- **INSTRUÇÕES DO EXERCÍCIO**
1. Qual é a regra geral de aquisição estabelecida pela Lei de Licitações, segundo o texto?
2. Transcreva do texto sobre a Lei de Licitações a parte que se abre com as palavras "Reiteradamente se tem" e se fecha com "órgãos do controle.", trocando "menor preço" por "preço mais baixo".

Reiteradamente se tem propalado que a Lei de Licitações obriga a Administração a comprar produtos de baixa qualidade, face ter estabelecido a regra geral da aquisição pelo menor preço. Esse equívoco tem por causa três diferentes fatores, quais sejam a ausência de treinamento, o equívoco de que comprar pelo menor preço obriga a aceitar qualquer produto e a errada compreensão de decisões dos órgãos do controle.
Percebe-se, entretanto, que em estudo mais aprofundado da precitada Legislação, verifica-se inclusive a possibilidade jurídica da indicação e exclusão de marcas, exigência de amostras de produtos, indicação de características definidoras de qualidade do produto, dentre outros recursos que permitem que a Lei de Licitações, seja cumprida e ainda que o processo licitatório seja realizado com qualidade.
O referido equívoco tem por causa três diferentes fatores:
I - Ausência de treinamento
Essa crítica, como muitas outras, poderia ser resolvida com o simples treinamento dos servidores responsáveis pela aplicação desse diploma legal.

- **DADOS**
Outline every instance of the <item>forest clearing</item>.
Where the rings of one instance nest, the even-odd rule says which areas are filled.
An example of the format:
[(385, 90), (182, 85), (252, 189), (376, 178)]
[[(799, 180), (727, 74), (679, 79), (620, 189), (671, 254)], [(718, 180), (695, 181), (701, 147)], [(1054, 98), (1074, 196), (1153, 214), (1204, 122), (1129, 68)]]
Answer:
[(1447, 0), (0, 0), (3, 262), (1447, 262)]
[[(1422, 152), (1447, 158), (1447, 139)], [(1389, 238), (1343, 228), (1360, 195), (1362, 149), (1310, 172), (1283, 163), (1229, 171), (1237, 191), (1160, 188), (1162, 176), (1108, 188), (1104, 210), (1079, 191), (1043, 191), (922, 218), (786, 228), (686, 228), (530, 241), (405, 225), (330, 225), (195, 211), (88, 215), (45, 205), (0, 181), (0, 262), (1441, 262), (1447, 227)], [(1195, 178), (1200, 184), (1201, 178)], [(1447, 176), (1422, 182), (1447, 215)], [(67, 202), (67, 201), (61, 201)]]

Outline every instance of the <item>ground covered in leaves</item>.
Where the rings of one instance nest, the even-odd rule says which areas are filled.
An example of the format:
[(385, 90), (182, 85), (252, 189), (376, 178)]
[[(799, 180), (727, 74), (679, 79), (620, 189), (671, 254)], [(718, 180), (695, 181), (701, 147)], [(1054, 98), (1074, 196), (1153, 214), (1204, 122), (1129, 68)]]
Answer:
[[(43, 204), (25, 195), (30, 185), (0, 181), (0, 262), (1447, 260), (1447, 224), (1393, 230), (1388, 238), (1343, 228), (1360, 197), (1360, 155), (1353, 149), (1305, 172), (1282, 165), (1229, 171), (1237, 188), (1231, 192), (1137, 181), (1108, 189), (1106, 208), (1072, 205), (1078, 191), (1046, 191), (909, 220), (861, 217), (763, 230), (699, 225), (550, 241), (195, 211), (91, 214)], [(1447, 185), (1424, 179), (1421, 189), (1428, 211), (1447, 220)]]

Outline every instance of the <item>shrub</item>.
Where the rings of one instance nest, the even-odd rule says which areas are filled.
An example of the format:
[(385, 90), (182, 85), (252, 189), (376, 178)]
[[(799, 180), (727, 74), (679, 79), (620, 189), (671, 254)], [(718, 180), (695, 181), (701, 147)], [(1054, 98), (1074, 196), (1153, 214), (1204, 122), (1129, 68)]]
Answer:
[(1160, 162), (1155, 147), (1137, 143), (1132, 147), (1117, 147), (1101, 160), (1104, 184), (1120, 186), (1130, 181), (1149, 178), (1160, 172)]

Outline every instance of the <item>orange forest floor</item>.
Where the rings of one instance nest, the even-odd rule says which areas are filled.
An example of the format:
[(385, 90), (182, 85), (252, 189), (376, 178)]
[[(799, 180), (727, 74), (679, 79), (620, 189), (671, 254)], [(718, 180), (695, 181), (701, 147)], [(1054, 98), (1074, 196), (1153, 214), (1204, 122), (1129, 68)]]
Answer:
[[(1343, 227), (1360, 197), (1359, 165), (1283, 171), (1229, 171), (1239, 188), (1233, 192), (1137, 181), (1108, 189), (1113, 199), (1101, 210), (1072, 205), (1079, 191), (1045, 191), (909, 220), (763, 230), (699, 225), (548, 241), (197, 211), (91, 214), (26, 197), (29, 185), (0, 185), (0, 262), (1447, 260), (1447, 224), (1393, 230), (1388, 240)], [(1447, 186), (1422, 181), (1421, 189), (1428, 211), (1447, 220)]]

- **RESPOSTAS DO EXERCÍCIO**
1. A aquisição pelo menor preço.

2.
Reiteradamente se tem propalado que a Lei de Licitações obriga a Administração a comprar produtos de baixa qualidade, face ter estabelecido a regra geral da aquisição pelo preço mais baixo. Esse equívoco tem por causa três diferentes fatores, quais sejam a ausência de treinamento, o equívoco de que comprar pelo preço mais baixo obriga a aceitar qualquer produto e a errada compreensão de decisões dos órgãos do controle.